**TASK DATA**:

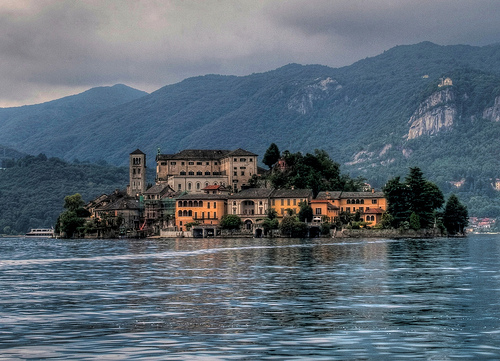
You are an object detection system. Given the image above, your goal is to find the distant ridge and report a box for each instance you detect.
[0,42,500,215]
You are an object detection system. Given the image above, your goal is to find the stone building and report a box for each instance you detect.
[156,148,257,193]
[127,149,147,197]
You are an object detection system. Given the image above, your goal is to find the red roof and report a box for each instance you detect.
[363,208,385,214]
[202,184,222,191]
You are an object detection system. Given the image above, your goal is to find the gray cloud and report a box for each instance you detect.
[0,0,500,105]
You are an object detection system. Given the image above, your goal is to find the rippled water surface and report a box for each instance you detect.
[0,235,500,360]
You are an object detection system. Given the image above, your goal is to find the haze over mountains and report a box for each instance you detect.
[0,42,500,215]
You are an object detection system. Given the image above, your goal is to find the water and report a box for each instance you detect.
[0,235,500,360]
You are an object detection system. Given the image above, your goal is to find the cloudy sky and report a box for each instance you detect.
[0,0,500,107]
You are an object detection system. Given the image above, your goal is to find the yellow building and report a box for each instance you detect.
[175,193,228,231]
[270,189,313,218]
[311,191,387,226]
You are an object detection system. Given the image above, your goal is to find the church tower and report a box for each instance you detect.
[127,149,146,197]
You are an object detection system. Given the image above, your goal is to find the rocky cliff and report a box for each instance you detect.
[483,97,500,122]
[408,87,457,139]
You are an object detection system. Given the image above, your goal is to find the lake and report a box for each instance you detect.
[0,235,500,360]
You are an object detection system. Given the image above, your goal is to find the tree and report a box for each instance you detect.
[299,202,313,222]
[279,216,307,237]
[262,143,280,169]
[64,193,85,211]
[383,167,444,228]
[262,217,279,237]
[410,212,421,231]
[443,194,469,236]
[220,214,242,230]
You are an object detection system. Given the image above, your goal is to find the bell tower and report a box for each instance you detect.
[127,149,146,197]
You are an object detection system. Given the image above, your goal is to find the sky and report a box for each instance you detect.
[0,0,500,107]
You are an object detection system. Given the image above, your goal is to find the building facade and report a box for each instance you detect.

**SET PROBLEM**: Rewrite each line of the listing above as a JSON array of strings, one string per line, with blank lines dropped. Leave the pictures out.

**CORRECT RESULT**:
[
  "You are an object detection system. Given the image above, your goal is to find the distant ridge and report a box for each instance you detect.",
  "[0,42,500,215]",
  "You are an object detection system. Given the image above, your goal is to find the stone building and report a box for each instance you detect.",
  "[156,148,257,193]",
  "[127,149,147,197]",
  "You are an object detection system. Given the image above, your goal is to find the red roof and report a box for each instance you detect.",
  "[363,208,385,214]",
  "[202,184,222,191]",
  "You are an object detection system. Given the image above, your goal is to find the gray cloud and report a box for each instance you detect.",
  "[0,0,500,105]",
  "You are an object detection system. Given the image above, your goal is to find the rippled water surface and report a box for each instance you detect.",
  "[0,235,500,360]",
  "You are an object detection system. Given the image above, your goal is to find the haze over mountains and report a box for each instance you detect.",
  "[0,42,500,215]",
  "You are an object detection system. Given the image above, your goal is to find the water and report a box for each instance you detect.",
  "[0,235,500,360]",
  "You are an object detection system. Given the image above, your goal is to find the cloudy sky and report a box for each instance you detect.",
  "[0,0,500,107]",
  "You are an object detection system. Given the image above, your goal is to find the yellow building and report a box for each instance you detect.",
  "[175,193,228,231]",
  "[270,189,313,218]",
  "[311,191,387,226]",
  "You are an object detection system. Given the image above, your goal is to find the church tower and report a box for each instance you detect.",
  "[127,149,146,197]",
  "You are an object detection system. Given the image above, your goal is to find the rocky cliff and report a box for each instance you detect.",
  "[483,97,500,122]",
  "[408,87,457,139]",
  "You are an object detection system. Given the image above, your goal is to find the lake and report a box for each instance you detect.",
  "[0,235,500,360]",
  "You are an object detection system. Given the image above, your goal is to find the tree and report a box for each instance you detect.",
  "[299,202,313,222]",
  "[279,216,307,237]",
  "[262,143,280,169]",
  "[64,193,85,211]",
  "[383,167,444,228]",
  "[262,217,279,237]",
  "[410,212,421,231]",
  "[443,194,469,236]",
  "[220,214,242,230]",
  "You are an object detection system. Given the image above, your goal is to find the bell tower and report a box for each instance you detect.",
  "[127,149,146,197]",
  "You are an object detection system. Given the image above, your goal is to find the sky and report a box for each instance you detect.",
  "[0,0,500,107]",
  "You are an object detection system. Given the image above, your goal is to find the building facade and report a box for each instance you detect."
]